[Source records]
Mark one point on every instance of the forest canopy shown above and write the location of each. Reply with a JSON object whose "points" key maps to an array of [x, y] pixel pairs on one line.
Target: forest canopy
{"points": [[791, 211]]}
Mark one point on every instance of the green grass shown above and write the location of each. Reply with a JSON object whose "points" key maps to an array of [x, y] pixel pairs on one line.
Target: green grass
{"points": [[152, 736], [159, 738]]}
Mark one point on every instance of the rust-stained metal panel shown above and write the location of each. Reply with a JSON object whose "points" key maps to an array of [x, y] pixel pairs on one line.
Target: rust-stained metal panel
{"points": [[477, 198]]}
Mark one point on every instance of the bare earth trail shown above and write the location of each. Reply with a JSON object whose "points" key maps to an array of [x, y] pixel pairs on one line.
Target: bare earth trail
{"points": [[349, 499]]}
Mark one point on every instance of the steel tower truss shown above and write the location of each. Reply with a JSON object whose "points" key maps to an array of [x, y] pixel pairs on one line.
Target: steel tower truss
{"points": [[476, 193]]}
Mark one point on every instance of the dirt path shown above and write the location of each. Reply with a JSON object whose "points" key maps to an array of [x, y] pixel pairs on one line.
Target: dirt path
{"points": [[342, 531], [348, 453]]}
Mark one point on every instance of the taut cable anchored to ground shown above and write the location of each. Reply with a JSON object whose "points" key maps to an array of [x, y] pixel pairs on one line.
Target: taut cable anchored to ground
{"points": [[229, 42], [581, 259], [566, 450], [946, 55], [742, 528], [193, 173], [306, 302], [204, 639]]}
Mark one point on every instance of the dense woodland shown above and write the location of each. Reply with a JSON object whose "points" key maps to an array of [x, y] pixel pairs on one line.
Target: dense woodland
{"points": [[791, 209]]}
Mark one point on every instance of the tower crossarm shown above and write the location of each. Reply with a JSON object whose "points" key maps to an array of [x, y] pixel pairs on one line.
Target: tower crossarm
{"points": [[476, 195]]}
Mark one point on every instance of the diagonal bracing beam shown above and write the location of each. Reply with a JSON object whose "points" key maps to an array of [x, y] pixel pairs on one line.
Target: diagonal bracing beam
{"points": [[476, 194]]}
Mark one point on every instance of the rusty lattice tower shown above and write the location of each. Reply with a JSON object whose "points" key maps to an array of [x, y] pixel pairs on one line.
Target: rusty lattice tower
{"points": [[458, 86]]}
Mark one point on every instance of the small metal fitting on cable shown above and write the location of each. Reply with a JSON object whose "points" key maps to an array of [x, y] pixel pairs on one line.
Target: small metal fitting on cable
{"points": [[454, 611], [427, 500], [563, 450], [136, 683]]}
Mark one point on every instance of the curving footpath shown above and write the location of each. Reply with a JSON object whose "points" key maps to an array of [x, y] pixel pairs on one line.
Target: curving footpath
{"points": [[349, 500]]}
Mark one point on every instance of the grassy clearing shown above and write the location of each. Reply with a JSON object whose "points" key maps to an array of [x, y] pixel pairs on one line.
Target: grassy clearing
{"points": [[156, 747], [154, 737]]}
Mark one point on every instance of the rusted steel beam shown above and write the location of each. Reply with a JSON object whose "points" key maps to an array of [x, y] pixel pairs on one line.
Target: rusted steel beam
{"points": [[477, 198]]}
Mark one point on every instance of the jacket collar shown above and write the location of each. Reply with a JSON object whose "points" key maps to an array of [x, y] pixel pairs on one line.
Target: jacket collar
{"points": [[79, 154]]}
--
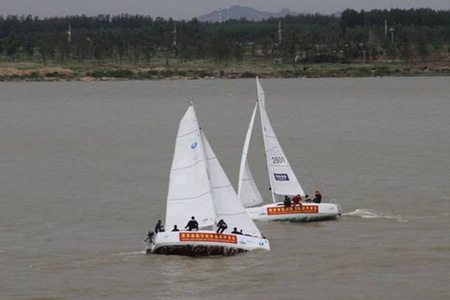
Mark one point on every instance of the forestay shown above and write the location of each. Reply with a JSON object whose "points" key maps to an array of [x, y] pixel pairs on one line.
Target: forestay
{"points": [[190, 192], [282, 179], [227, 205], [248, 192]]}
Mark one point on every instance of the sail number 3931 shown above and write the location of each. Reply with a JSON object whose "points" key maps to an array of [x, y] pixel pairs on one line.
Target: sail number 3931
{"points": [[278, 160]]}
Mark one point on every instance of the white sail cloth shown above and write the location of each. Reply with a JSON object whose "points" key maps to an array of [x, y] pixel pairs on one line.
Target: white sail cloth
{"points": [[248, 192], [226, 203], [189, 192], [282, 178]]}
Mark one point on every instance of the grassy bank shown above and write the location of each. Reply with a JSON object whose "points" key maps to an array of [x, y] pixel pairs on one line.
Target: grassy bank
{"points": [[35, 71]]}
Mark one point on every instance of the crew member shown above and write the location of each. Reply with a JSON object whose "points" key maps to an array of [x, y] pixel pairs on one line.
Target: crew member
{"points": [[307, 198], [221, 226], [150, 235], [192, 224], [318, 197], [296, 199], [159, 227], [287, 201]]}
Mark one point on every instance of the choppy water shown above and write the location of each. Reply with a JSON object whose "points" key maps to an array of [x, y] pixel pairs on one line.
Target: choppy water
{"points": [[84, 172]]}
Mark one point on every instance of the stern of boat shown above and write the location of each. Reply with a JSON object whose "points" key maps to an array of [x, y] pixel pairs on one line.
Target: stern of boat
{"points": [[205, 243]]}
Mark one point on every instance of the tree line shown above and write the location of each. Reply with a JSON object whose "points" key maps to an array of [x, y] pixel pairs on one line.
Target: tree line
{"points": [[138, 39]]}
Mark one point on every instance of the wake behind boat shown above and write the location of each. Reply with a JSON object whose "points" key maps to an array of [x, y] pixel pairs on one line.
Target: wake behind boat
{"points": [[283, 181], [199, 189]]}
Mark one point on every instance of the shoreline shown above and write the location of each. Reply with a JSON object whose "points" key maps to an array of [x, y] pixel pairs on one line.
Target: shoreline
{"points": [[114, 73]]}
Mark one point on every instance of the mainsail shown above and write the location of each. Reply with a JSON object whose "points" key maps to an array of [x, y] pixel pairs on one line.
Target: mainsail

### Brief:
Tell how many lines above contain the word "mainsail". Give the number alone.

### Final answer:
2